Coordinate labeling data
<<<<
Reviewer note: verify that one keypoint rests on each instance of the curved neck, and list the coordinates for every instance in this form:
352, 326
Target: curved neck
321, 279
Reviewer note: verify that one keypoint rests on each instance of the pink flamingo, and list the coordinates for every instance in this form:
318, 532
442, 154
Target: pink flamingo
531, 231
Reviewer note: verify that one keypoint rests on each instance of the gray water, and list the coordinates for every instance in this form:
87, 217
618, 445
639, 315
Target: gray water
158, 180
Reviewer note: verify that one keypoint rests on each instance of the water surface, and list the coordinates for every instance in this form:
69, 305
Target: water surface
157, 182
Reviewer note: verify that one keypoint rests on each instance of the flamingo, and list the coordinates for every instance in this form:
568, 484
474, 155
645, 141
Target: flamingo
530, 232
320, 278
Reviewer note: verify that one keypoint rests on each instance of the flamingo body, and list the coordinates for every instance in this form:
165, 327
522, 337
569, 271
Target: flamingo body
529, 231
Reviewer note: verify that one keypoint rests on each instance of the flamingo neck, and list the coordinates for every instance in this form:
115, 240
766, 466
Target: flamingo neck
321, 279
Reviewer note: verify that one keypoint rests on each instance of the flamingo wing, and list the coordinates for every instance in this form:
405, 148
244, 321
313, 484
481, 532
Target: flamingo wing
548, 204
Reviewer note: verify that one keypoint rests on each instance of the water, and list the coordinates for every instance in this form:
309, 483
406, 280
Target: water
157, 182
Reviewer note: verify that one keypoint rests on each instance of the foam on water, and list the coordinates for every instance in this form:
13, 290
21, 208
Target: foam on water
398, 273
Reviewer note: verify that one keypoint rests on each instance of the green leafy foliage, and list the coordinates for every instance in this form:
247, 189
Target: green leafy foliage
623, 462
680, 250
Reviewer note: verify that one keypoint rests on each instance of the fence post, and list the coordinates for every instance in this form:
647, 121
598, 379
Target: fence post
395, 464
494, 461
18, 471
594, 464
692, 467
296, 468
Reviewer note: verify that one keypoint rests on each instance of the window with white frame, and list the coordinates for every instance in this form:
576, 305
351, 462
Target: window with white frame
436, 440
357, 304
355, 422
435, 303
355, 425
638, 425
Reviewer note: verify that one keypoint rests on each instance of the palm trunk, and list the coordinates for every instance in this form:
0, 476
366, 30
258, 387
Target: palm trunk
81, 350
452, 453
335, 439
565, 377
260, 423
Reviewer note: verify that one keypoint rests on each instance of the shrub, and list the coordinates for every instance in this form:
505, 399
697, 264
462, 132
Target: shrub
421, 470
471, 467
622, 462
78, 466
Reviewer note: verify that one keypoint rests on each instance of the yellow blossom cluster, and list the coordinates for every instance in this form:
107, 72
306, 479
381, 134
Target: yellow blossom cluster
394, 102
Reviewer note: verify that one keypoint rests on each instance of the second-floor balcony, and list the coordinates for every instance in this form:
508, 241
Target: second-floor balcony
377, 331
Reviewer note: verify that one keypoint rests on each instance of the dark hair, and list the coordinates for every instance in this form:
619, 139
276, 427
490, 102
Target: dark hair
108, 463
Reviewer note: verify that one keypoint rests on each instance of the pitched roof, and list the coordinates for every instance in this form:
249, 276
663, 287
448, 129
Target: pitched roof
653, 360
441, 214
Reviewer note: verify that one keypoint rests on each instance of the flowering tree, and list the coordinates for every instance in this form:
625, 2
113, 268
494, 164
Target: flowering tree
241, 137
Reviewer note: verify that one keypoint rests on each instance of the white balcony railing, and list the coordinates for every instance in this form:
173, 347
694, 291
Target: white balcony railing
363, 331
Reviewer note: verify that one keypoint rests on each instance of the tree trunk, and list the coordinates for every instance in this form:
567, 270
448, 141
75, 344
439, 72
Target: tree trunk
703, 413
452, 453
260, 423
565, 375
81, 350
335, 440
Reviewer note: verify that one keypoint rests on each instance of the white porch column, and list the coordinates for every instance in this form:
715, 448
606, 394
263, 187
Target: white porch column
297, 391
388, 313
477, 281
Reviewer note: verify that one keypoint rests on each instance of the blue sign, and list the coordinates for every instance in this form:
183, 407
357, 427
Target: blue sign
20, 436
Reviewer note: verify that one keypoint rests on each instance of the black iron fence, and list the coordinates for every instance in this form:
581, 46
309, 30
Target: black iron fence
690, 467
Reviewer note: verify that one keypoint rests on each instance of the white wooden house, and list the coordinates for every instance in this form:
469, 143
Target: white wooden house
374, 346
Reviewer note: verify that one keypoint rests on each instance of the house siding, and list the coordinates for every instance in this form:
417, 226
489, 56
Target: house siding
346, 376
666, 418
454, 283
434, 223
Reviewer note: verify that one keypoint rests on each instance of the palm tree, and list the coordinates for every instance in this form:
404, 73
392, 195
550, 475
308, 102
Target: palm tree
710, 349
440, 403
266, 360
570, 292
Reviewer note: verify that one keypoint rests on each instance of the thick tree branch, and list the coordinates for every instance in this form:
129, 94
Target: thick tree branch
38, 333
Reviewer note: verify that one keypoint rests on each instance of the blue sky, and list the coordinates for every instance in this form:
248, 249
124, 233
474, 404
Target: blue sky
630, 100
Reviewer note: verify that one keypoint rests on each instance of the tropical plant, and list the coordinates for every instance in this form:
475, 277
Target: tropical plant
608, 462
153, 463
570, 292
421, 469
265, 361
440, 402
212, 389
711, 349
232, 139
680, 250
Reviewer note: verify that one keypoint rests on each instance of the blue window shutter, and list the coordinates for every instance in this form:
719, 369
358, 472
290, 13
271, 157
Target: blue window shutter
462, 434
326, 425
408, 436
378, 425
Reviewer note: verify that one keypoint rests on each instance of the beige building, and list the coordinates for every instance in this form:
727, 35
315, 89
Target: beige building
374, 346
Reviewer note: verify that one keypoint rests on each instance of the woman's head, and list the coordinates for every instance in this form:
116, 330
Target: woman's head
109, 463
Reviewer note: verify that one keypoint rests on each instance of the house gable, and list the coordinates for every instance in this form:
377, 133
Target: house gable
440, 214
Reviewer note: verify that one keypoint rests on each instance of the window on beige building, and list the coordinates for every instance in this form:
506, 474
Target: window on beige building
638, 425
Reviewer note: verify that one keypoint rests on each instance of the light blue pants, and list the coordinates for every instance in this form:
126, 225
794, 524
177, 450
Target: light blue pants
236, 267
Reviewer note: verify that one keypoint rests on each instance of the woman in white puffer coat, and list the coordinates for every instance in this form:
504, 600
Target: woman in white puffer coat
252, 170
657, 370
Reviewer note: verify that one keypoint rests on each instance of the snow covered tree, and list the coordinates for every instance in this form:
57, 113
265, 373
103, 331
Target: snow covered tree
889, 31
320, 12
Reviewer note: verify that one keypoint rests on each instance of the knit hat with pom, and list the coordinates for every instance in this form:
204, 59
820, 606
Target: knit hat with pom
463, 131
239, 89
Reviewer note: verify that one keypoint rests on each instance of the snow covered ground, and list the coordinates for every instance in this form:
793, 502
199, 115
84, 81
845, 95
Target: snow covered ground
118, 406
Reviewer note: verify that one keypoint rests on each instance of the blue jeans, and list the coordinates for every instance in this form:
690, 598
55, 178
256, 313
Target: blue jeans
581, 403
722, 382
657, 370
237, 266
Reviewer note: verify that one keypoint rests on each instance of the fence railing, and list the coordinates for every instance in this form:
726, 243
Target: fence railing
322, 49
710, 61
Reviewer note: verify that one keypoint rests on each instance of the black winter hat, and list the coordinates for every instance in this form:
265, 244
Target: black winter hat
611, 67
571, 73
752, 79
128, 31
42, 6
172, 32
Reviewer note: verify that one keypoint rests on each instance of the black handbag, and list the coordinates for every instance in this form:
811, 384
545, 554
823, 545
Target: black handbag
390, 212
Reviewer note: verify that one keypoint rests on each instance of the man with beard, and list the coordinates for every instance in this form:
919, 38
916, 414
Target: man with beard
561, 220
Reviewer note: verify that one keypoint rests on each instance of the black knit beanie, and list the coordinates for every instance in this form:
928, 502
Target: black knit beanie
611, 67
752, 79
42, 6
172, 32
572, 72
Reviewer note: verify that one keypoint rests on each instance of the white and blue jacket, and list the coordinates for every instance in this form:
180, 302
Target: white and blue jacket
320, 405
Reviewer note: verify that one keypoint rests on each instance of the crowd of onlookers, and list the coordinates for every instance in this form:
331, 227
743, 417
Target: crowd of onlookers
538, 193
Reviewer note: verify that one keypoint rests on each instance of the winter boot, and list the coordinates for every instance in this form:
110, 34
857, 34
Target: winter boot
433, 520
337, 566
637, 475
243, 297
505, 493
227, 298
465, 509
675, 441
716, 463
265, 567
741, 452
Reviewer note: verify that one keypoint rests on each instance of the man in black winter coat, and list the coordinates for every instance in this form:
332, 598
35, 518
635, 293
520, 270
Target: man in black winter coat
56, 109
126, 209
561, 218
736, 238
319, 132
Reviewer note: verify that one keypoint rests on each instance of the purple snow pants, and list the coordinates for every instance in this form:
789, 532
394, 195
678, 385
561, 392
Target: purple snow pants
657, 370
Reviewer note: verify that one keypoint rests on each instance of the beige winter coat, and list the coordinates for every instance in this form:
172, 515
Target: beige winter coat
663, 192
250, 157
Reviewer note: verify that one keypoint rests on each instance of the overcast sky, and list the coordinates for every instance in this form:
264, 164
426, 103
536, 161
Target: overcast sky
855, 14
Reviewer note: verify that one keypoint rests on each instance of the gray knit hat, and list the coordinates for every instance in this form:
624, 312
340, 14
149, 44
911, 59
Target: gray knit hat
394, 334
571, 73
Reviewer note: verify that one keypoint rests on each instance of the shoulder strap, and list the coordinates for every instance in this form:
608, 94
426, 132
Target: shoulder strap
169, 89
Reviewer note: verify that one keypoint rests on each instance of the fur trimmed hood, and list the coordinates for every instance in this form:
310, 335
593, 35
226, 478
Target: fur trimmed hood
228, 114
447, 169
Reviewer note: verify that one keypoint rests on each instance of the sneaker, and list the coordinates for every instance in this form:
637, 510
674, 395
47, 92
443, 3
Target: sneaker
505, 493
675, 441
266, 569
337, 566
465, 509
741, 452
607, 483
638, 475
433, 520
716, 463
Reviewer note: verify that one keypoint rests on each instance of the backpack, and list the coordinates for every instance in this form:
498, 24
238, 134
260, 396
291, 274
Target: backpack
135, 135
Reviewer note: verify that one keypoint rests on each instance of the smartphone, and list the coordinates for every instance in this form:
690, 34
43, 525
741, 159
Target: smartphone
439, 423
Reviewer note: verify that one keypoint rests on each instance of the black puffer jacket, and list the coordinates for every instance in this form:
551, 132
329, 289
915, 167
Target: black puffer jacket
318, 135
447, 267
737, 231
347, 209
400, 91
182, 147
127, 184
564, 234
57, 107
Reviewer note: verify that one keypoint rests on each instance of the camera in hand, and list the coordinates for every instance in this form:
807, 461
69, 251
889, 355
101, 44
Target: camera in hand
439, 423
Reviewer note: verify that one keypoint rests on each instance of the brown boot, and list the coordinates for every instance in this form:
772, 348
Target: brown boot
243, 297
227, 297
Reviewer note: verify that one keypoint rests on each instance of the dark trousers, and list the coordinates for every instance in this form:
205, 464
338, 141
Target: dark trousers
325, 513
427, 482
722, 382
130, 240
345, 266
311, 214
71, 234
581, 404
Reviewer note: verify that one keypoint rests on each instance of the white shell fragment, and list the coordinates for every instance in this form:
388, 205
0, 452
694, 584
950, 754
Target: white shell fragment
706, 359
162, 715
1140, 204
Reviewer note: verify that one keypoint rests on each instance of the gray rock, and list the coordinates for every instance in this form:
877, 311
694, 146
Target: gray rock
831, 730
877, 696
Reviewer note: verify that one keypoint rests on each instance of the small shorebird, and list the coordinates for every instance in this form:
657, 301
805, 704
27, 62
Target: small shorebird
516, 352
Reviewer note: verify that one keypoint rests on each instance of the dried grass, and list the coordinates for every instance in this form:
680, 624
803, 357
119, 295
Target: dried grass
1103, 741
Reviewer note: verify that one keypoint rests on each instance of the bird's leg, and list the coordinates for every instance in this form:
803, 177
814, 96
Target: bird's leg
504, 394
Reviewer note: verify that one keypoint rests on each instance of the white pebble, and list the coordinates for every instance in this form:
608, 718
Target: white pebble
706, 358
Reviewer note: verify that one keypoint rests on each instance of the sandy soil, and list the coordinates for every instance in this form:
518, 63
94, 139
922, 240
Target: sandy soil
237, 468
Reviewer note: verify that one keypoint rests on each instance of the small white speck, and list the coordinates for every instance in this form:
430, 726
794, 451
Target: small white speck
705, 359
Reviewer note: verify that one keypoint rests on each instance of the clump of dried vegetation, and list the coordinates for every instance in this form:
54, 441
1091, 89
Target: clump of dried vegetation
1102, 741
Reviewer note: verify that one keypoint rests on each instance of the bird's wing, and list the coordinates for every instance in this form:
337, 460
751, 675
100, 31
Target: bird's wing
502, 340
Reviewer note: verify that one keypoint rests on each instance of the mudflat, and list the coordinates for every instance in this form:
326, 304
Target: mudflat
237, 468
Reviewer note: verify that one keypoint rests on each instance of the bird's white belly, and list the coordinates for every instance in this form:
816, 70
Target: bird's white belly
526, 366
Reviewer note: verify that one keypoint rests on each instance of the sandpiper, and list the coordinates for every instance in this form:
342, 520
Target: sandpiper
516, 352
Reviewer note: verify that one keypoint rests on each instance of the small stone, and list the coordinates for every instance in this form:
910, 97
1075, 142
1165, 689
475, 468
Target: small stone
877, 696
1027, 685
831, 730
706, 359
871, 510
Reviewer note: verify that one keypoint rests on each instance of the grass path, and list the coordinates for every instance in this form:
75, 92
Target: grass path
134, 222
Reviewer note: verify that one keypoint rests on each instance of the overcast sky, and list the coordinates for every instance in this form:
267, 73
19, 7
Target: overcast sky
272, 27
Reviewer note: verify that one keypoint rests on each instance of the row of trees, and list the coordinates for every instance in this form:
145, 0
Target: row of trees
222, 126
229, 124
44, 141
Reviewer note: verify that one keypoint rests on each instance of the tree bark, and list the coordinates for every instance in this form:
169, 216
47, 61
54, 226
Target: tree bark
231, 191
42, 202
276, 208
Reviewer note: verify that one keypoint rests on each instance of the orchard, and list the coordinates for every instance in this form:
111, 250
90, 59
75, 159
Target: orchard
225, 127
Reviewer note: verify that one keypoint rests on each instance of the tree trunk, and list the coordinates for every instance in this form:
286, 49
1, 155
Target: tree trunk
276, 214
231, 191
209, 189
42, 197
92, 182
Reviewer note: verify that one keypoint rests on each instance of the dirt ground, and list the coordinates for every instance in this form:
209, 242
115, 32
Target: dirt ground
>>>>
_PROBLEM TO WORK ON_.
All lines from the one containing "small stone, and" through the final line of the listing above are to be reproduced exactly; include both and add nothing.

_WRITTEN SOLUTION_.
Reviewer note: verify that one keypoint rests on each instance of the small stone, and list the coordinates for every instance in this form:
910, 97
1075, 142
1165, 689
475, 468
Target: small stone
877, 696
1027, 685
831, 730
706, 359
871, 510
Reviewer note: verify that one keypoint rests on each instance of the grass path, and list the coordinates for every instance in this form:
75, 92
Target: grass path
134, 222
Reviewer note: verify that one keypoint rests on each instance of the overcast sky, and list the coordinates for every instance in this form:
267, 73
19, 7
Target: overcast sky
272, 27
Reviewer note: verify that one keypoint rests on each instance of the row of trees, and list the coordinates for every instance in this form:
145, 0
Target: row of trees
222, 126
229, 124
44, 141
Reviewer note: verify that one keypoint rests on each instance of the tree bark, and list the coordinates for every instance in this form:
169, 216
47, 61
54, 226
Target: tree bark
231, 191
42, 202
276, 208
Reviewer note: verify that one keypoint rests on each instance of the orchard, and list the coordinates for every instance in this form:
111, 250
90, 59
75, 159
Target: orchard
225, 127
Reviewer note: verify that one keypoint rests on each instance of the tree trunk, and list the coordinates for every instance in this form:
286, 49
1, 155
Target: tree trunk
276, 214
231, 191
209, 189
42, 197
92, 182
Reviewer note: verify that one keypoint rests on each instance of the dirt ground, and list the coordinates for every instance in this form:
209, 242
115, 32
Target: dirt ground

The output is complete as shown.